Your objective:
Continue the passage on cysticercosis in the United States, starting right after its last sentence.

Text provided:
◇ ◇ ◇ ◇ ◇

Cysticercosis in the United States affects mainly immigrants from Latin America, where the disease is endemic. However, cysticercosis acquired in the United States has been repeatedly documented over the past 15 years, and travel-related infection in US-born persons has been reported (911). Given the ongoing sizeable immigration from disease-endemic areas, cysticercosis will grow in clinical and public health importance; however, data on cysticercosis in the United States are lacking. The disease is not nationally reportable, few local jurisdictions require reporting, and surveillance systems for cysticercosis have rarely been implemented (10,12). In the absence of effective surveillance, the true prevalence of cysticercosis in the United States is largely unknown. Although several hospital-based series have provided valuable insights into the occurrence of cysticercosis, they reflect only a portion of actual cases and do not measure the true effect of the disease on the general population and at-risk populations. Moreover, few data exist on cysticercosis as a cause of death in the United States (6,13). To augment current information on the effect of cysticercosis in the United States, we evaluated national mortality records for cysticercosis-related deaths for the 13-year period 1990–2002.

◇ ◇ ◇ ◇ ◇

Records:

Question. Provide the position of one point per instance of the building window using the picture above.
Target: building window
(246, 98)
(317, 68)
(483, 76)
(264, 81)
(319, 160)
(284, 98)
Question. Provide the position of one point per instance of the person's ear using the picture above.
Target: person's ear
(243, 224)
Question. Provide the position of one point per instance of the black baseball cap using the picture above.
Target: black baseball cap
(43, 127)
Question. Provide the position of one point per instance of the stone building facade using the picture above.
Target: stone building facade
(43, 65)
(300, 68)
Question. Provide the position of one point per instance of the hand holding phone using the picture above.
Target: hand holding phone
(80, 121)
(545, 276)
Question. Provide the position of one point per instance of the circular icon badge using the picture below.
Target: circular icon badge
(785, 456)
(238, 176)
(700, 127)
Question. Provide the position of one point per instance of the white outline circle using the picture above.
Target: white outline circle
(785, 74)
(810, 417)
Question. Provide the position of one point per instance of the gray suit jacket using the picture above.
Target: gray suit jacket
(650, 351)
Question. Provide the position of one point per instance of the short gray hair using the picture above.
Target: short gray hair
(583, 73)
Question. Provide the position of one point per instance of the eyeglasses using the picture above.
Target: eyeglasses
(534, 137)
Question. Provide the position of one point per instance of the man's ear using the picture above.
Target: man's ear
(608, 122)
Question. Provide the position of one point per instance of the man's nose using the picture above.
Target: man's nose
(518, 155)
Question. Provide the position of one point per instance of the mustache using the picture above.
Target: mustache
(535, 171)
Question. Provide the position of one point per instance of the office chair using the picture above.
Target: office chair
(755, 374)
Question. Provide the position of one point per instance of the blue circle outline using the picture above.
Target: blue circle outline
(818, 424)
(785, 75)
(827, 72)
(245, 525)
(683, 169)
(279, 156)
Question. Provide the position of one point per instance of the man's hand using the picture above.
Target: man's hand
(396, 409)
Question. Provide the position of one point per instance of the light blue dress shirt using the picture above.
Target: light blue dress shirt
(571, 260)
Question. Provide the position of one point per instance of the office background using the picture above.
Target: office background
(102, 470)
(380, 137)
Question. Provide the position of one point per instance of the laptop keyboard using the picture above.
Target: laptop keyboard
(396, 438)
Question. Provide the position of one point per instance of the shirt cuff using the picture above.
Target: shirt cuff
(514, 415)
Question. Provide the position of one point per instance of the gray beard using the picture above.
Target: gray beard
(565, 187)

◇ ◇ ◇ ◇ ◇

Response area:
Data Source

Mortality data were obtained from the National Center for Health Statistics (NCHS). Death certificates, which are required by state law, must indicate a cause or sequence of events that led to death, as determined by the attending physician. If a physician is not in attendance or the death is accidental or occurs under suspicious circumstances, then cause of death is determined by the local coroner or medical examiner. Death certificate data are transmitted from state jurisdictions to NCHS. The US Multiple Cause of Death Files for 1990 through 2002 were searched for listings of cysticercosis (ICD-9 code 123.1 for 1989–1998 and ICD-10 code B69 for 1999–2002). Availability of this national data source typically has a 3-year lag time. The multiple cause of death data contain all causes of death provided by the physician or coroner. Such information is more complete than data files with primary cause of death only. Additional variables extracted from the death record included age, sex, race/ethnicity, level of education, country of birth, place of death, date of death, and other concurrent conditions.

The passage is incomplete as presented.